◆ Stored entries
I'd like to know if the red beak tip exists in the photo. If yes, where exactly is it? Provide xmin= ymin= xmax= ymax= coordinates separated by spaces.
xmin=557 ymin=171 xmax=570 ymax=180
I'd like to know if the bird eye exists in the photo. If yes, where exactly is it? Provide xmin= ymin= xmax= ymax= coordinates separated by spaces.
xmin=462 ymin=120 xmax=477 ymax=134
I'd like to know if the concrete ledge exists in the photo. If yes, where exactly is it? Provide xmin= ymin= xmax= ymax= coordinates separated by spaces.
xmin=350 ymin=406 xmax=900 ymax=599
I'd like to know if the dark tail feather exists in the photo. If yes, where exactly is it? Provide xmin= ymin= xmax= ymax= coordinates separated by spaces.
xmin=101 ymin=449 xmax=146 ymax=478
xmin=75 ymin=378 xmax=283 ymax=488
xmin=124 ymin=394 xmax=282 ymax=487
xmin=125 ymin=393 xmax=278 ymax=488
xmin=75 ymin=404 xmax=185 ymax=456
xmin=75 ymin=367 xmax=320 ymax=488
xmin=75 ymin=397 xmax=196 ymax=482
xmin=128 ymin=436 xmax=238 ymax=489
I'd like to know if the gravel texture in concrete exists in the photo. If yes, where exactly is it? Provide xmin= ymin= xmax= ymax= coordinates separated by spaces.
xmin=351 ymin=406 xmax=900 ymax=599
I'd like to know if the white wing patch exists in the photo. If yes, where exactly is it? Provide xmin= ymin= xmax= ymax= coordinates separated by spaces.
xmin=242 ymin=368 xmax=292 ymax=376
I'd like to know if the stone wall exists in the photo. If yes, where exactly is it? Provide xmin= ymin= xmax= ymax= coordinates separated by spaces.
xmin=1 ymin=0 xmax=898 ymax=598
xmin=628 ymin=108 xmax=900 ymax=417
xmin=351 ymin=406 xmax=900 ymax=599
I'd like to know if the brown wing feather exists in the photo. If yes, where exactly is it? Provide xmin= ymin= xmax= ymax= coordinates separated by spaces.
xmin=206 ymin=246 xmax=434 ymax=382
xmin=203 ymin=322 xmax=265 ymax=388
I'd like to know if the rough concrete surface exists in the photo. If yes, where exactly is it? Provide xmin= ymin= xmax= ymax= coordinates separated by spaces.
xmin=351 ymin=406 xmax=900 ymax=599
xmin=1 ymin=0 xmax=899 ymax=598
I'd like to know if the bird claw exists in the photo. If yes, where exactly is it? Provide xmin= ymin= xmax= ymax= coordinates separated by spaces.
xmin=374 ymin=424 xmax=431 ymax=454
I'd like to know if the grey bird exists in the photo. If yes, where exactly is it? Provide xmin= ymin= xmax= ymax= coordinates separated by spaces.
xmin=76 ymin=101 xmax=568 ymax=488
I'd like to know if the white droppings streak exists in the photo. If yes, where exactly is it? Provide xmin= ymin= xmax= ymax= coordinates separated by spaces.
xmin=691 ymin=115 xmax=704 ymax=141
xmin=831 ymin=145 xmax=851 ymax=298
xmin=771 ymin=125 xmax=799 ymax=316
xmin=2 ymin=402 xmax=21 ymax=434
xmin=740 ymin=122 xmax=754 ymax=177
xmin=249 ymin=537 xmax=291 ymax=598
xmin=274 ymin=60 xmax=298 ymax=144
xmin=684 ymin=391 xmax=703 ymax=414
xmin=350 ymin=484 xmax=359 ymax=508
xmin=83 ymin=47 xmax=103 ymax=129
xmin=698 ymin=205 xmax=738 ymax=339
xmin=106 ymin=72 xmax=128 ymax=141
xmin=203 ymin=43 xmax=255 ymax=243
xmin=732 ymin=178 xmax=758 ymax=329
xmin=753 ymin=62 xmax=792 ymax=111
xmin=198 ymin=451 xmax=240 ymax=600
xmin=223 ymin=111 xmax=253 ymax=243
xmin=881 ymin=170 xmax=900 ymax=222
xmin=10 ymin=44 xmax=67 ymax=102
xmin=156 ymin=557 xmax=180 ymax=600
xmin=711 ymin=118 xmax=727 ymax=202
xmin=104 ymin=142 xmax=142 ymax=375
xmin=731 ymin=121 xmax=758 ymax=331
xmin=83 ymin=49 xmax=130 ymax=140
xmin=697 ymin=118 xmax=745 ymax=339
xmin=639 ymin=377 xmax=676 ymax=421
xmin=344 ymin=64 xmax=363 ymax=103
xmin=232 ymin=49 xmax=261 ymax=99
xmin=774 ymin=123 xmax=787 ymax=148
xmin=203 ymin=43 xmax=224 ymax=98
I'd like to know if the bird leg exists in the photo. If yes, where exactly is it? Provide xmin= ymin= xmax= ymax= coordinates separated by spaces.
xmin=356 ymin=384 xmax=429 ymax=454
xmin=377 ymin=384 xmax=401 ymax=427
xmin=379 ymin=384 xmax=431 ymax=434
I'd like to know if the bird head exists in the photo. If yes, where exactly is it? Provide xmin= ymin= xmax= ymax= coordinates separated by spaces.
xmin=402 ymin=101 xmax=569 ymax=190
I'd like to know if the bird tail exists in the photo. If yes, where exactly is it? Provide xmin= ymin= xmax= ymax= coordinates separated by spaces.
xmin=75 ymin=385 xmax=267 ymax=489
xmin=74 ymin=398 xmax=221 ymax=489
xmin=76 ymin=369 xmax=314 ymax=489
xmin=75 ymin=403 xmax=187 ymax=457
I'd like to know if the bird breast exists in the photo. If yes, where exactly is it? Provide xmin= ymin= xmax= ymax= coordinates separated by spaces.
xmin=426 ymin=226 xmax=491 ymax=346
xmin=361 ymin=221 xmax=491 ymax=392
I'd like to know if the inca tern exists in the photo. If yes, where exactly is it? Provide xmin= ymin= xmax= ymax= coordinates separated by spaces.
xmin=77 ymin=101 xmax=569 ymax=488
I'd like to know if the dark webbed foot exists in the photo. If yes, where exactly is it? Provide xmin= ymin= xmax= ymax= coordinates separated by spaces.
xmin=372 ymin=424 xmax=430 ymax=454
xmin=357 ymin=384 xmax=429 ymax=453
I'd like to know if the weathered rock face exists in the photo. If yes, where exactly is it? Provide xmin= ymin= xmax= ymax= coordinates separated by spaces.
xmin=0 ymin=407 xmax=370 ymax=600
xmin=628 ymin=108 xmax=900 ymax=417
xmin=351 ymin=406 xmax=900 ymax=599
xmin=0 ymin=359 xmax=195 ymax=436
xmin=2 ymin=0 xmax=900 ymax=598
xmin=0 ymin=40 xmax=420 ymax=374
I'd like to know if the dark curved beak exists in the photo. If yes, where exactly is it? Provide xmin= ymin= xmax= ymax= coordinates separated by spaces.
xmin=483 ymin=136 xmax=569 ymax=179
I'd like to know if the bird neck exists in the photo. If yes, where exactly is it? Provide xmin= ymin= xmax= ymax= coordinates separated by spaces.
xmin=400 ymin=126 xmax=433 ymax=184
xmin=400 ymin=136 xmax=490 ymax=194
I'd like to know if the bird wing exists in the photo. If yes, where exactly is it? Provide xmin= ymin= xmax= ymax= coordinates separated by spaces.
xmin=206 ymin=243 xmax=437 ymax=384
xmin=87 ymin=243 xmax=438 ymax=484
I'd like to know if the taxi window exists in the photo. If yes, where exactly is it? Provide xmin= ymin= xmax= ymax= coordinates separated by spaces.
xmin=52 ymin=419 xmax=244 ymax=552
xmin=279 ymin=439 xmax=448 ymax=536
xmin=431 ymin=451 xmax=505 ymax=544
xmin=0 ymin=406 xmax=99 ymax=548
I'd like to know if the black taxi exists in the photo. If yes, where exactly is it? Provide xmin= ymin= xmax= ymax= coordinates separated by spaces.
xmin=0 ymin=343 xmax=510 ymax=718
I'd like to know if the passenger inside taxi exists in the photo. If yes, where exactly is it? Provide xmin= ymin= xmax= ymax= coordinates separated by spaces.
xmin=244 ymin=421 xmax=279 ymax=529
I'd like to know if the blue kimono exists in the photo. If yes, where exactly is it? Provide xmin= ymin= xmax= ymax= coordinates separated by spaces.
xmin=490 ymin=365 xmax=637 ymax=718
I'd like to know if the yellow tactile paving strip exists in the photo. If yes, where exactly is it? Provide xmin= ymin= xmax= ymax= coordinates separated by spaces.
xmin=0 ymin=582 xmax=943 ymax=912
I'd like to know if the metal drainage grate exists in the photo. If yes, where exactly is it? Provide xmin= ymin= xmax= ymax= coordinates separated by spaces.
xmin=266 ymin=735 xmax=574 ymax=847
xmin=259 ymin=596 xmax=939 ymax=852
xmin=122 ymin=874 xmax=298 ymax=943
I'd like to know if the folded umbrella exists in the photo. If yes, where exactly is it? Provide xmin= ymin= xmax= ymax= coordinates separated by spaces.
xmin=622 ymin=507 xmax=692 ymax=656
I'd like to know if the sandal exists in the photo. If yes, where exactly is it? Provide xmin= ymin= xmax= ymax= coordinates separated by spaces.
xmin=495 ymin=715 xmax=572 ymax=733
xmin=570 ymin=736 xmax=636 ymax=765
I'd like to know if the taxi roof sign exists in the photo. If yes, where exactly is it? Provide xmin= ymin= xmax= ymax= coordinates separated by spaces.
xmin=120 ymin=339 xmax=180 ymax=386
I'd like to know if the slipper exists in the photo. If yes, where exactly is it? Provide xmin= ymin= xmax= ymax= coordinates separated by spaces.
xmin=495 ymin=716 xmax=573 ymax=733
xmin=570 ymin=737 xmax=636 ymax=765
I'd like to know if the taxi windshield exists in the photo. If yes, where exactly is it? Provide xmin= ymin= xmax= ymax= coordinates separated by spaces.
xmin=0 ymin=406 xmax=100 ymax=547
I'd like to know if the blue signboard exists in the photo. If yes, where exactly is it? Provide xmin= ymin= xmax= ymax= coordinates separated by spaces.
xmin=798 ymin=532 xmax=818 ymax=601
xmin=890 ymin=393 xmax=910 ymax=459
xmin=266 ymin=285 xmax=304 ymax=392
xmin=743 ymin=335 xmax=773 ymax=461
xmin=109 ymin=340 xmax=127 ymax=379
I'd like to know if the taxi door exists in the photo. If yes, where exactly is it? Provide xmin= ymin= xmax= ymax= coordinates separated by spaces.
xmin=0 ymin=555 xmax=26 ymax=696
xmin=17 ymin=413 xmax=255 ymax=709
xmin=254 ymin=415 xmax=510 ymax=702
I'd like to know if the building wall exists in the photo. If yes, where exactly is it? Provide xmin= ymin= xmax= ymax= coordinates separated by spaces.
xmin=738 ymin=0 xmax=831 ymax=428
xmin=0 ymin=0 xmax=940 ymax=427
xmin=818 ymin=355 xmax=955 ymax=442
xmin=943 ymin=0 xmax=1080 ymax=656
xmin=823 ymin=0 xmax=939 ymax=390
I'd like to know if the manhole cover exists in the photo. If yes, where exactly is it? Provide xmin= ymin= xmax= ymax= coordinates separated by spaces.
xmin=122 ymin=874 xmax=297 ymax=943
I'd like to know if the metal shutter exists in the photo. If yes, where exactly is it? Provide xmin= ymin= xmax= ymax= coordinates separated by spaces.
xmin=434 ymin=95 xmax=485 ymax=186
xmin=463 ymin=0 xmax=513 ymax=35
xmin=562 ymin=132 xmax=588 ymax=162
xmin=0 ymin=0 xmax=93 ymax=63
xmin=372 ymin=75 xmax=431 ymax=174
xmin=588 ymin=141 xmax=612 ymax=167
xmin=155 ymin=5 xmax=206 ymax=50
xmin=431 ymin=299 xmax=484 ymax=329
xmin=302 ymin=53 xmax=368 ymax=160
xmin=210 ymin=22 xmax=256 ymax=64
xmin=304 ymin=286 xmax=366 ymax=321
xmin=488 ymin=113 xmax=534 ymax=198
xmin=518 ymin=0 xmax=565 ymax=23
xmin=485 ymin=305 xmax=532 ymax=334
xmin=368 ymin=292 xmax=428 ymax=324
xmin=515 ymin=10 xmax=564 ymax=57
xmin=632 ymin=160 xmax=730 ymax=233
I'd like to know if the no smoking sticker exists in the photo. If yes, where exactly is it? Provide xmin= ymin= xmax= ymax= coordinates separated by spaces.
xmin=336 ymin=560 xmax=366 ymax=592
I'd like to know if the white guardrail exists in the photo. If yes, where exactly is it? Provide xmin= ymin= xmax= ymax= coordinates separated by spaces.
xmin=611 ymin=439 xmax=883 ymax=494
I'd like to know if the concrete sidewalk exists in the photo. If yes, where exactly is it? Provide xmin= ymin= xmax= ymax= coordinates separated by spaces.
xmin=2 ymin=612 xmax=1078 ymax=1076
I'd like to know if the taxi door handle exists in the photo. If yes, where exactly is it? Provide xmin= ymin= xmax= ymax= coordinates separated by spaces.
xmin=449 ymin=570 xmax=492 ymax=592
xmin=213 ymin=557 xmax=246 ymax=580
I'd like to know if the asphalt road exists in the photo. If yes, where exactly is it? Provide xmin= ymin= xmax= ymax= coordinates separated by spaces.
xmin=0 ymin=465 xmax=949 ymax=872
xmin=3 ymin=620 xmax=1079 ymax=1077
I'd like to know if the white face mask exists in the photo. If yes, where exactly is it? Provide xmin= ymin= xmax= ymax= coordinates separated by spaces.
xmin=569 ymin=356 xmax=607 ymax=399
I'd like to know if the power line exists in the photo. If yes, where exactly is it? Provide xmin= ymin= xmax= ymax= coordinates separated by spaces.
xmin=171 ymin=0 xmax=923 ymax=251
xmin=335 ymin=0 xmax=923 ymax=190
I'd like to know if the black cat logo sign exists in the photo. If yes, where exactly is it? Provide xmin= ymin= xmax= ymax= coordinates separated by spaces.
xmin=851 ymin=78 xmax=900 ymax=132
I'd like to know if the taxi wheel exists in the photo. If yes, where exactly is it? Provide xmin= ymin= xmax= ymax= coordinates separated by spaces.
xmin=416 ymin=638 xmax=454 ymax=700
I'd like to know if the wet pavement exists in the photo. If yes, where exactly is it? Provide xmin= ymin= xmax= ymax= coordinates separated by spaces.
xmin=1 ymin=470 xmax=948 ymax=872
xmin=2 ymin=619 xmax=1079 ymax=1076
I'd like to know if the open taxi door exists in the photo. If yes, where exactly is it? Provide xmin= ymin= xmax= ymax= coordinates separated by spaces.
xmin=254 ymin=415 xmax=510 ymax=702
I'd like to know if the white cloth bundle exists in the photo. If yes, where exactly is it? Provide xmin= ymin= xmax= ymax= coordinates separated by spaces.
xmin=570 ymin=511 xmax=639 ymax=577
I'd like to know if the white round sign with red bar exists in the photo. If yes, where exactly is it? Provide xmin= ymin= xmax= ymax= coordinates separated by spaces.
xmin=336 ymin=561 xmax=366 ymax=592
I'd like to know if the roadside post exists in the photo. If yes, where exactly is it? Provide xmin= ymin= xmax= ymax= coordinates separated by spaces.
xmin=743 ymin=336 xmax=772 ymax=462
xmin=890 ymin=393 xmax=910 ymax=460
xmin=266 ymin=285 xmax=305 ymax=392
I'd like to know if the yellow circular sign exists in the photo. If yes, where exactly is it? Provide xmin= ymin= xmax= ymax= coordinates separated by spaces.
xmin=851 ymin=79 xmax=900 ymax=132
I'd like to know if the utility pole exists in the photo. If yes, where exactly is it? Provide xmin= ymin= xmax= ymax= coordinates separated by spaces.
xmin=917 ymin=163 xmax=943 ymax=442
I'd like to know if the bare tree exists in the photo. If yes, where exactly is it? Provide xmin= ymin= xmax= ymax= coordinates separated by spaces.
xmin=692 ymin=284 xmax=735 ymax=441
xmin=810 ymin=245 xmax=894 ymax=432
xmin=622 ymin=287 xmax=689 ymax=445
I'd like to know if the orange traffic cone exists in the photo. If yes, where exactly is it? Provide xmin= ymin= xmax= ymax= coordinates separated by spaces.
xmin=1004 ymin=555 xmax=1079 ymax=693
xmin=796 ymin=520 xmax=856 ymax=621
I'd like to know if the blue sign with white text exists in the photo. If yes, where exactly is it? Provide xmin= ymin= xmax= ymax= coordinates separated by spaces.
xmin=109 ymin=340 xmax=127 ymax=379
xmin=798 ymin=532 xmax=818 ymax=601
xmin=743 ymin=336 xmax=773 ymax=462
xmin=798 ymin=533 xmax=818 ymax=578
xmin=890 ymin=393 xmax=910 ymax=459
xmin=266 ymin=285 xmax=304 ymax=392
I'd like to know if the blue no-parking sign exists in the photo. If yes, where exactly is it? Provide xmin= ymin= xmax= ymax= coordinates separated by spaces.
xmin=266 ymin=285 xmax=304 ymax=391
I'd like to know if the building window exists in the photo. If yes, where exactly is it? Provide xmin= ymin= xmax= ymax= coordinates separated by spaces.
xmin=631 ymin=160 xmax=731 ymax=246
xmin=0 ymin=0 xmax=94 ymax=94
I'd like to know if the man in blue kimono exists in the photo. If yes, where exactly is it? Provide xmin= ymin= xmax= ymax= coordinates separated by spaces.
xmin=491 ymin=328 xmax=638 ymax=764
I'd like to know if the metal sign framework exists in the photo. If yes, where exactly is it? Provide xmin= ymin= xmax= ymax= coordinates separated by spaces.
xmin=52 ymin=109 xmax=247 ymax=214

◆ What to do
Please return, exactly as written, the line containing "I'd like to know if the metal sign" and every line after it through the end of the records above, and nothing else.

◆ Solution to this exercise
I'd like to know if the metal sign framework exists in the photo. If yes, where exactly is it? Provide xmin= ymin= xmax= ymax= coordinates separated by spaces.
xmin=52 ymin=109 xmax=247 ymax=214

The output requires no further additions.